==== RECORDS FOR THE TASK

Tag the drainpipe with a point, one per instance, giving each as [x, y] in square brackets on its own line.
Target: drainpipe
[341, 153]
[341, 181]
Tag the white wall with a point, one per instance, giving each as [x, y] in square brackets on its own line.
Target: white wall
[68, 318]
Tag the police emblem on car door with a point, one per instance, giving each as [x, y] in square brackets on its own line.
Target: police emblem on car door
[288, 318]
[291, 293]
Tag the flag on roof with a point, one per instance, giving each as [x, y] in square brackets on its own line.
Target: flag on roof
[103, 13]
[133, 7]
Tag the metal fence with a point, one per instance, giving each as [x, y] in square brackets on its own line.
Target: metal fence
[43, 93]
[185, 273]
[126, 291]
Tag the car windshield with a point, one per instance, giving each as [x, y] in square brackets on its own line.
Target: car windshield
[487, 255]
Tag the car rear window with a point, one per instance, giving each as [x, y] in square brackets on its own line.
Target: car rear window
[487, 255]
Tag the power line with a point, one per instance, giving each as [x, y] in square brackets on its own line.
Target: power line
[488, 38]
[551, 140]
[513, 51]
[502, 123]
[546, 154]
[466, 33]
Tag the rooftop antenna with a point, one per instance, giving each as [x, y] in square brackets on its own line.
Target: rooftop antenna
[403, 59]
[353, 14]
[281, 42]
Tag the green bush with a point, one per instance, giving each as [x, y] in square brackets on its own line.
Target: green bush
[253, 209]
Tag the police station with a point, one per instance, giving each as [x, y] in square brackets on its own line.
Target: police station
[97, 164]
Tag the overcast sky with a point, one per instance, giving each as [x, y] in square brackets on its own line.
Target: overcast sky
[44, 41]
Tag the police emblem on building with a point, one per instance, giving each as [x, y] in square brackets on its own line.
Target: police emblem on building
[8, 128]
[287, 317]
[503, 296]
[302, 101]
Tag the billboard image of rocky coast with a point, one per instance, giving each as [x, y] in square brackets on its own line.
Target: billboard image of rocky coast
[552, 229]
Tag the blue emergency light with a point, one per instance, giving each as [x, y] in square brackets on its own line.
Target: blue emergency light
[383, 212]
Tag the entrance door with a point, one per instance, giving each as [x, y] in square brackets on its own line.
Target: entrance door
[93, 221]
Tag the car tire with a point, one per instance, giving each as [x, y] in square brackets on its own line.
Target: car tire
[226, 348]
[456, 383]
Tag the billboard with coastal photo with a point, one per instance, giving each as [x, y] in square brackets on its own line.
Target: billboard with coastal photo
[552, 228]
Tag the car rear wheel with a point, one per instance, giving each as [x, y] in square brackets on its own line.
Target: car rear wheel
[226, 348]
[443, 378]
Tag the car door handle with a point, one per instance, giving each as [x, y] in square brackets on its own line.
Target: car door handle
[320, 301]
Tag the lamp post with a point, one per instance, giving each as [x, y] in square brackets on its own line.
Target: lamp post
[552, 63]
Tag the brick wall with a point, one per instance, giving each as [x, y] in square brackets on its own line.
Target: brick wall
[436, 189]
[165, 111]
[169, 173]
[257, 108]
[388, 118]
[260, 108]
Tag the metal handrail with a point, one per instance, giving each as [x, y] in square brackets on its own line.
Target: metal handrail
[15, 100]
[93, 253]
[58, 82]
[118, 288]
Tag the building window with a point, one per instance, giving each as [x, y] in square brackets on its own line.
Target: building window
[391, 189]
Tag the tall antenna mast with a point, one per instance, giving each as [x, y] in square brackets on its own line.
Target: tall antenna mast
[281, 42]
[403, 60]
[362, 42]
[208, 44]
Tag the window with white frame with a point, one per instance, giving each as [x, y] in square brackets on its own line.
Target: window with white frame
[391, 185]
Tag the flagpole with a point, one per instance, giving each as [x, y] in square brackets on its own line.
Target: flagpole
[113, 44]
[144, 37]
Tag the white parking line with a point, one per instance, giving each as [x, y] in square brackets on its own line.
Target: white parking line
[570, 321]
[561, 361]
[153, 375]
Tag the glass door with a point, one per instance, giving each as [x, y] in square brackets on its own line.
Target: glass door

========

**WORK TO BE COMPLETED:** Output the lines of the material above as a numbered list, leaving out blank lines.

**TASK RESPONSE:**
1. Tag the drainpipe with a point, one per instance, giving each as [x, y] in square brackets on its own line.
2. Target: drainpipe
3. [341, 153]
4. [341, 181]
5. Tag the white wall with a point, one per instance, giving each as [x, y] in square brackets on its own line.
6. Target: white wall
7. [68, 318]
8. Tag the police emblem on car door with a point, one per instance, giving each as [x, y] in square brackets on its own line.
9. Target: police emblem on car door
10. [288, 318]
11. [291, 293]
12. Tag the flag on roof with a point, one per instance, giving each as [x, y] in square brackets on its own line.
13. Target: flag on roof
14. [103, 13]
15. [133, 7]
16. Tag the metal fence with a point, one per instance, giving each as [x, y] in square brackets on its own line.
17. Target: metal fence
18. [43, 93]
19. [185, 273]
20. [126, 291]
21. Tag the car windshield with a point, one per instance, giving each as [x, y] in square brackets on its own line.
22. Target: car windshield
23. [487, 255]
24. Tag the car rear window with a point, one per instance, giving each as [x, y] in square brackets on its own line.
25. Target: car rear window
26. [487, 255]
27. Tag the power line with a point, one per instance, giving each as [x, y] in square brackets on its own line.
28. Target: power line
29. [488, 38]
30. [551, 140]
31. [513, 51]
32. [502, 123]
33. [546, 154]
34. [466, 33]
35. Tag the rooftop antenna with a point, one per instance, giving each as [x, y] in square brackets on its own line.
36. Target: rooftop antenna
37. [403, 59]
38. [353, 14]
39. [281, 42]
40. Tag the green bush with a point, one per instance, giving each as [x, y] in square brackets on its own line.
41. Target: green bush
42. [253, 209]
43. Tag the police station with a point, one per instance, giving each as [x, y] in square brackets on its own line.
44. Target: police station
45. [97, 164]
46. Tag the overcast sky with a point, one per instance, giving each as [x, y] in square brackets on its own line.
47. Target: overcast sky
48. [44, 41]
49. Tag the police emblem on building with a point, one per instance, giving each as [x, y] in square brackets on its own line.
50. Target: police emblem on building
51. [8, 128]
52. [287, 317]
53. [503, 296]
54. [302, 101]
55. Tag the billboard image of rocky coast with a point, one per instance, giving each as [x, y] in square brackets on its own line.
56. Target: billboard image of rocky coast
57. [552, 229]
58. Tag the blue emergency light with a point, one per instance, giving each as [x, y] in square brackets on its own line.
59. Target: blue emergency light
60. [383, 212]
61. Tag the entrance door with a point, one per instance, giving each as [x, y] in square brackets on its own line.
62. Target: entrance door
63. [93, 221]
64. Tag the car tire with a point, one per instance, giving each as [x, y] in square brackets on its own line.
65. Target: car tire
66. [226, 348]
67. [456, 383]
68. Tag the billboard with coastal photo with a point, one per instance, giving each as [x, y] in square brackets on its own line.
69. Target: billboard with coastal photo
70. [552, 228]
71. Tag the car rear wheel with a point, one per instance, giving each as [x, y] in square brackets on its own line.
72. Target: car rear wheel
73. [226, 348]
74. [443, 378]
75. Tag the car door handle with a point, one per instance, giving each as [x, y] in square brackets on its own line.
76. Target: car door handle
77. [320, 301]
78. Tag the lamp post with a point, one per instance, giving each as [x, y] in square brackets on its own line.
79. Target: lamp post
80. [552, 63]
81. Tag the brick wall with a point, one per instance, giving each as [x, y] in square brackets on its own line.
82. Target: brick wall
83. [436, 189]
84. [165, 111]
85. [169, 173]
86. [257, 108]
87. [388, 118]
88. [260, 108]
89. Tag the metal handrail with a point, one per instance, giving each as [x, y] in square brackets on its own line.
90. Target: metal handrail
91. [15, 100]
92. [93, 253]
93. [58, 82]
94. [118, 288]
95. Tag the building window with a point, one per instance, giving each as [x, y] in square brackets on its own line.
96. Target: building window
97. [391, 189]
98. Tag the tall antenna mast with a point, one per instance, giving each as [x, y] in square brackets on its own line.
99. Target: tall antenna mast
100. [281, 42]
101. [403, 60]
102. [362, 42]
103. [208, 44]
104. Tag the window with white frame with a point, one per instance, giving each as [x, y] in square brackets on its own line.
105. Target: window with white frame
106. [391, 185]
107. Tag the flagpole with a point, one per instance, giving each as [x, y] in square brackets on its own line.
108. Target: flagpole
109. [113, 44]
110. [144, 37]
111. Tag the white parking line with a point, one per instance, giving each as [x, y] in square brackets on its own line.
112. Target: white parking line
113. [570, 321]
114. [561, 361]
115. [153, 375]
116. Tag the glass door with a point, one per instance, giving each as [x, y] in square brackets on its own line.
117. Target: glass door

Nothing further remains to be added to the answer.